# DATA SUPPLIED
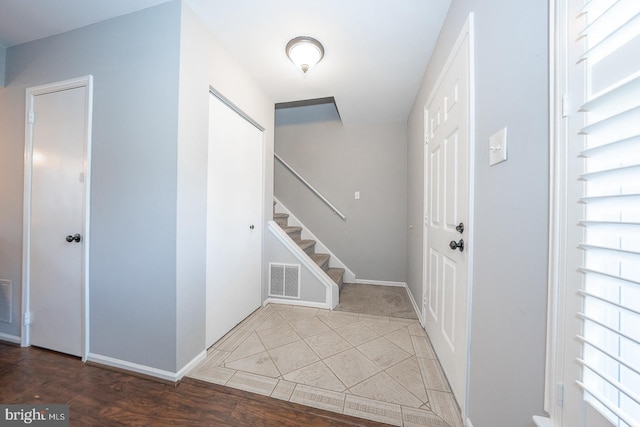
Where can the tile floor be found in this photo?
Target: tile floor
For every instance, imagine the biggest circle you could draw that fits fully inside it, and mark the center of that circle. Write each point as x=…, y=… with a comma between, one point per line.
x=375, y=367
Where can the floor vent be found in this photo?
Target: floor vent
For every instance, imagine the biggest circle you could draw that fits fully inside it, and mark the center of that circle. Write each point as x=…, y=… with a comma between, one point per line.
x=284, y=280
x=5, y=301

# WHAT TO DO
Copy out these lines again, switching every "floor vent" to "air vent" and leaving everything else unchanged. Omit the picture.

# OUTPUT FOR THIS EXERCISE
Where can the tile floor be found in this photo?
Target: tile floor
For every instance, imagine the biggest circle you could draw that fits fully inside it, and mark the center of that circle. Write each point as x=…, y=… with a comma between, one point per line.
x=375, y=367
Where can the air vent be found in this photo?
Target: air vent
For every instance, imagine the biggest circle you could draw that fits fully inside it, and mark the center of that circle. Write each point as x=…, y=… with a comma between, one point per line.
x=284, y=280
x=5, y=301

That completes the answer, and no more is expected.